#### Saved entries
▬▬▬▬▬▬

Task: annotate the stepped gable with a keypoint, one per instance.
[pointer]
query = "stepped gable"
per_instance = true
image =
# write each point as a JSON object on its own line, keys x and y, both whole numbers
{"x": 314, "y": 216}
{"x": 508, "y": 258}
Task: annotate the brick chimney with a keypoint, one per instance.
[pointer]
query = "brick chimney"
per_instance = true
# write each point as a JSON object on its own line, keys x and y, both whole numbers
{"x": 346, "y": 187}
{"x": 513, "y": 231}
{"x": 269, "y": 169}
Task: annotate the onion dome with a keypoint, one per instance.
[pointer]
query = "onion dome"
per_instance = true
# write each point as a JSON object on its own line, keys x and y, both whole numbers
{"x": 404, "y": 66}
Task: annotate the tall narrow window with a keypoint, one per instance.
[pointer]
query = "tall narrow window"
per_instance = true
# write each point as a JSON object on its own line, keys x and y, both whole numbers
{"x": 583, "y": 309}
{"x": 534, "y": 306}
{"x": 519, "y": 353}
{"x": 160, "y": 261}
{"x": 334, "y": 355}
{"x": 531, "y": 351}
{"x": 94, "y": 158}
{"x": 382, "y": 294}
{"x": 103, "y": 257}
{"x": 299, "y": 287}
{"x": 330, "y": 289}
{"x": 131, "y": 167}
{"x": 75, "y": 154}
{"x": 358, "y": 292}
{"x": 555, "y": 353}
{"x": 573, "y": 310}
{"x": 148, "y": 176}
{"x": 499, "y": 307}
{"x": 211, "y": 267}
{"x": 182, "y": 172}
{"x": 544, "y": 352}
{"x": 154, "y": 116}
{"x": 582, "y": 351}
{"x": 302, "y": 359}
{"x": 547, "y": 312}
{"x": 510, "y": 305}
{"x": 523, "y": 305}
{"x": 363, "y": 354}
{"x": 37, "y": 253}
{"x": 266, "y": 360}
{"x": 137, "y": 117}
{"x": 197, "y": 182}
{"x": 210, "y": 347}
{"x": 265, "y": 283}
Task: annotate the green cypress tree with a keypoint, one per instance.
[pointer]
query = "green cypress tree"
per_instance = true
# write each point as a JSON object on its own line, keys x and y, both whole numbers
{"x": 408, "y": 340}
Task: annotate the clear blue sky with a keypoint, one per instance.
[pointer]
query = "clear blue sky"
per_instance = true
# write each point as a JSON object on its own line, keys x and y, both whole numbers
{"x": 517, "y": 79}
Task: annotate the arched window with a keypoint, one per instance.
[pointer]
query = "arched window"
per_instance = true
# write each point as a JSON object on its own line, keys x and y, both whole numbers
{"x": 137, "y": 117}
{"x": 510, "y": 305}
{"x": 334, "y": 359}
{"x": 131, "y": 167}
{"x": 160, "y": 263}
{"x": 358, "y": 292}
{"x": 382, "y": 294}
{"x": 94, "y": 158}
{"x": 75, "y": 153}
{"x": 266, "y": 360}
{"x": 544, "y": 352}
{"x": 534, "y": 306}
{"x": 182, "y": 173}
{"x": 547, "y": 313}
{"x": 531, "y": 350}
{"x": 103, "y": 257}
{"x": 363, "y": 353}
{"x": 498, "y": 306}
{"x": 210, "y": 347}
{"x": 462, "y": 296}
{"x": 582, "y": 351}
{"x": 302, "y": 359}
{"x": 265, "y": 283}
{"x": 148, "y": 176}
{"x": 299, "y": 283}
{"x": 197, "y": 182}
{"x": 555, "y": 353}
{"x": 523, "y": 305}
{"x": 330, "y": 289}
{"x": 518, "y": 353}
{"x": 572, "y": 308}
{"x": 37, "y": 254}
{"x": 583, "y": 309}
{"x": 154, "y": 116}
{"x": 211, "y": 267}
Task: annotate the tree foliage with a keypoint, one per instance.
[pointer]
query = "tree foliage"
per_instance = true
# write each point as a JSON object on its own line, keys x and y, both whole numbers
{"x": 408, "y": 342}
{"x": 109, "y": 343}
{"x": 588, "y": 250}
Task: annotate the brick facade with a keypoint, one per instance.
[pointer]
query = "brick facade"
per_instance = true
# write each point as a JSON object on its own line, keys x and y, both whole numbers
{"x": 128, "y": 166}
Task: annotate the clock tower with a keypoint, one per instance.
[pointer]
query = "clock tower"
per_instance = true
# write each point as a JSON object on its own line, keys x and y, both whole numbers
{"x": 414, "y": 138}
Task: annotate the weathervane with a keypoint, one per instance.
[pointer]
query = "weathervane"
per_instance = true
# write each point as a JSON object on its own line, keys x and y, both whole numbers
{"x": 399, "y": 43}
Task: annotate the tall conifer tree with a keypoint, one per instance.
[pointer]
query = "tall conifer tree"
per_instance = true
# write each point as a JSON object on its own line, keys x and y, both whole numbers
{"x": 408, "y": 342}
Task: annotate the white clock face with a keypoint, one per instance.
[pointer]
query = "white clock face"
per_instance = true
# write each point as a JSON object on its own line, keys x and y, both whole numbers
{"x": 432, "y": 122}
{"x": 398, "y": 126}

▬▬▬▬▬▬

#### What you need to do
Render every item above as a two-column CSV with the header row item_text,answer and one row per item. Put each field in double quotes and replace any line breaks inside a field with spaces.

#### Answer for the task
item_text,answer
"Task: annotate the stepped gable with a keypoint, one per instance. [pointer] query = ""stepped gable"" per_instance = true image = # write each point as a JSON object on its own line, keys x and y, both whole numbers","{""x"": 314, ""y"": 216} {""x"": 508, ""y"": 258}"
"Task: annotate the brick chimney with a keypoint, one per instance. [pointer] query = ""brick chimney"" per_instance = true # write each point as a JSON object on its own line, keys x and y, both whole numbers","{""x"": 346, ""y"": 187} {""x"": 513, ""y"": 231} {""x"": 269, ""y"": 169}"
"Task: annotate the onion dome with a keypoint, one per instance. [pointer] query = ""onion dome"" per_instance = true # write each point as a JSON object on its own line, keys x and y, both whole numbers","{""x"": 404, ""y"": 66}"
"Task: annotate the tall narrow window with a keypoint, one per instance. [pointer] query = ""tall narrow window"" per_instance = true # write each point as a JSON object on its own line, keys x and y, both whole numbers","{""x"": 583, ""y"": 309} {""x"": 534, ""y"": 306} {""x"": 519, ""y"": 353} {""x"": 160, ""y"": 261} {""x"": 334, ""y"": 355} {""x"": 531, ""y"": 351} {""x"": 94, ""y"": 158} {""x"": 382, ""y"": 294} {""x"": 103, ""y"": 257} {""x"": 299, ""y"": 287} {""x"": 330, ""y"": 289} {""x"": 131, ""y"": 167} {""x"": 75, ""y"": 154} {""x"": 358, ""y"": 292} {""x"": 555, ""y"": 353} {""x"": 573, ""y"": 310} {""x"": 148, ""y"": 176} {""x"": 499, ""y"": 307} {""x"": 211, ""y"": 267} {""x"": 182, ""y"": 172} {""x"": 544, ""y"": 352} {""x"": 154, ""y"": 116} {""x"": 582, ""y"": 351} {""x"": 302, ""y"": 359} {""x"": 547, ""y"": 312} {""x"": 510, ""y"": 305} {""x"": 523, ""y"": 305} {""x"": 363, ""y"": 354} {""x"": 37, ""y"": 253} {""x"": 266, ""y"": 360} {""x"": 137, ""y"": 117} {""x"": 197, ""y"": 182} {""x"": 210, ""y"": 347} {""x"": 265, ""y"": 283}"
"Task: annotate the green cypress tree with a keypoint, one per instance. [pointer] query = ""green cypress tree"" per_instance = true # write each point as a JSON object on its own line, keys x and y, both whole numbers","{""x"": 408, ""y"": 340}"
"Task: annotate the clear blue sky with a keypoint, one per instance. [pointer] query = ""clear blue sky"" per_instance = true # write each point as a JSON object on its own line, keys x and y, both whole numbers","{""x"": 517, ""y"": 79}"
"Task: annotate the arched window with a keypoint, one per instance. [pointer] query = ""arched window"" per_instance = true # write each point as a JSON object on its own line, keys x and y, both whole numbers","{""x"": 137, ""y"": 117} {""x"": 510, ""y"": 305} {""x"": 334, ""y"": 359} {""x"": 131, ""y"": 167} {""x"": 160, ""y"": 263} {""x"": 358, ""y"": 292} {""x"": 382, ""y"": 294} {""x"": 94, ""y"": 158} {""x"": 75, ""y"": 153} {""x"": 266, ""y"": 360} {""x"": 544, ""y"": 352} {""x"": 534, ""y"": 306} {""x"": 182, ""y"": 173} {""x"": 547, ""y"": 313} {""x"": 531, ""y"": 350} {""x"": 103, ""y"": 257} {""x"": 363, ""y"": 353} {""x"": 498, ""y"": 306} {""x"": 210, ""y"": 347} {""x"": 462, ""y"": 296} {""x"": 582, ""y"": 351} {""x"": 302, ""y"": 359} {""x"": 265, ""y"": 283} {""x"": 148, ""y"": 176} {""x"": 299, ""y"": 283} {""x"": 197, ""y"": 182} {""x"": 555, ""y"": 353} {""x"": 523, ""y"": 305} {""x"": 330, ""y"": 289} {""x"": 518, ""y"": 353} {""x"": 572, ""y"": 308} {""x"": 37, ""y"": 254} {""x"": 583, ""y"": 309} {""x"": 154, ""y"": 116} {""x"": 211, ""y"": 267}"
"Task: annotate the tree foliage with a keypoint, one per instance. [pointer] query = ""tree foliage"" per_instance = true # write each point as a JSON object on its own line, keys x and y, both whole numbers","{""x"": 408, ""y"": 342} {""x"": 109, ""y"": 343} {""x"": 588, ""y"": 250}"
"Task: annotate the brick facade with a keypoint, one per instance. [pointer] query = ""brick facade"" per_instance = true # write each point as a JSON object on its own line, keys x and y, both whole numbers","{""x"": 128, ""y"": 166}"
"Task: annotate the clock tower with a keypoint, one per instance. [pointer] query = ""clock tower"" per_instance = true # write each point as a JSON object on its own line, keys x and y, both whole numbers","{""x"": 414, ""y"": 138}"
"Task: annotate the weathervane with a keypoint, one per instance. [pointer] query = ""weathervane"" per_instance = true # write each point as a JSON object on its own line, keys x and y, both whole numbers","{""x"": 399, ""y"": 43}"
"Task: annotate the tall conifer tree with a keypoint, one per instance. [pointer] query = ""tall conifer tree"" per_instance = true # write each point as a JSON object on its own line, keys x and y, both whole numbers","{""x"": 408, ""y"": 342}"
"Task: annotate the white clock face with a keypoint, one per instance. [pointer] query = ""white clock face"" per_instance = true # write each point as a JSON object on its own line, keys x and y, both whole numbers","{""x"": 432, ""y"": 122} {""x"": 398, ""y"": 126}"